-- START OF RECORDS FOR PROCESSING --
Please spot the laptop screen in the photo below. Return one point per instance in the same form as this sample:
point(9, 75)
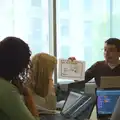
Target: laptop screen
point(106, 101)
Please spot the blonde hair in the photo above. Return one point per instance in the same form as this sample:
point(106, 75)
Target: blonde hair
point(43, 65)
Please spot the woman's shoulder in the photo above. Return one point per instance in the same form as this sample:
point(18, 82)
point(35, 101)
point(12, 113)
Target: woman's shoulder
point(6, 86)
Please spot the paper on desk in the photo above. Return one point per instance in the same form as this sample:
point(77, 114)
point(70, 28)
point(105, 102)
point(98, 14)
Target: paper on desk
point(43, 110)
point(73, 70)
point(110, 82)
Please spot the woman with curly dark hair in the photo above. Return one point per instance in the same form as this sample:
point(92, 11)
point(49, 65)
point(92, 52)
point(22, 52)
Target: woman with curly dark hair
point(14, 66)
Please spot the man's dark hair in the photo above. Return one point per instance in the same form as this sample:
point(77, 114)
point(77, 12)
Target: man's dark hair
point(114, 41)
point(14, 59)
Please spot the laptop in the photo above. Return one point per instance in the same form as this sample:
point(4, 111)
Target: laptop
point(105, 102)
point(77, 106)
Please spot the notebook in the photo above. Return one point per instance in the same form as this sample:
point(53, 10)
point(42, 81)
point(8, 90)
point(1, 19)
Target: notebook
point(106, 101)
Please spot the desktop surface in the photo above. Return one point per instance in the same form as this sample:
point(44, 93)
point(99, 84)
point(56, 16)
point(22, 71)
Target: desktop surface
point(106, 101)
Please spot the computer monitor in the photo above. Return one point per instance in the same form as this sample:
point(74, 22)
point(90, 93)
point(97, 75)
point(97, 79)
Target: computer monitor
point(106, 101)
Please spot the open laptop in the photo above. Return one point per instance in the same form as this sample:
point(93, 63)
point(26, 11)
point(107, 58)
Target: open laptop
point(105, 103)
point(77, 106)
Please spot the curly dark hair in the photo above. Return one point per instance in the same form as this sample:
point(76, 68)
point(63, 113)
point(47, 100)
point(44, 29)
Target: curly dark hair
point(14, 59)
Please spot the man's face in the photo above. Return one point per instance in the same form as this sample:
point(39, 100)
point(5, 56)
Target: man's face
point(111, 53)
-- END OF RECORDS FOR PROCESSING --
_EXERCISE PROMPT_
Copy all of the rows above word for word, and leave the pictures out of your copy.

_RESULT BELOW_
Please spot the laptop screen in the photo below. Return one point per instance in the same form as this sample:
point(9, 75)
Target: laptop screen
point(106, 101)
Please spot the blonde hair in the photo above. Return one point per instance in the same form as this sample:
point(106, 75)
Target: blonde hair
point(43, 65)
Please spot the woman's shoulder in the photo above. Return one point per instance in the same form as this sample:
point(18, 82)
point(35, 101)
point(12, 113)
Target: woman's shoulder
point(6, 86)
Please spot the paper on desk in the photo above. Return one point per instance in the same form as this sample:
point(77, 114)
point(70, 28)
point(105, 102)
point(98, 14)
Target: paper on desk
point(43, 110)
point(73, 70)
point(110, 82)
Please spot the woman with curly dark hair in the photo above. Return one point per instance in the same form as this sample:
point(92, 11)
point(49, 65)
point(92, 52)
point(22, 52)
Target: woman with curly dark hair
point(14, 66)
Please spot the man's dark hair in the photo above. Return one point per instance in the same form as this sample:
point(77, 114)
point(77, 12)
Target: man's dark hair
point(114, 41)
point(14, 59)
Please spot the laptop in the photo above. Return one point per instance in the same form as this sample:
point(4, 111)
Target: laptop
point(105, 102)
point(77, 106)
Please spot the notebook in the photo above. Return one point per instance in the same form as this sample:
point(53, 10)
point(42, 81)
point(8, 90)
point(1, 19)
Target: notebook
point(106, 101)
Please spot the desktop surface in the photo above. Return one point per instance in the same form as this sample:
point(44, 93)
point(99, 84)
point(56, 16)
point(22, 71)
Target: desktop surface
point(106, 101)
Please spot the computer monitor in the photo above. Return one point per instance in the same form as this sample:
point(74, 22)
point(90, 93)
point(97, 75)
point(97, 79)
Target: computer monitor
point(106, 101)
Please spot the open laptop in the photo above. Return one point per instance in the same form as this sample:
point(93, 63)
point(26, 11)
point(107, 58)
Target: open laptop
point(105, 103)
point(77, 106)
Please spot the curly dark hair in the photo above. Return one point per instance in the same form as this sample:
point(76, 68)
point(63, 113)
point(47, 100)
point(44, 29)
Target: curly dark hair
point(14, 59)
Please spot the man's face in the photo above. Return one point per instance in the same form as this sample:
point(39, 100)
point(5, 56)
Target: man's face
point(111, 53)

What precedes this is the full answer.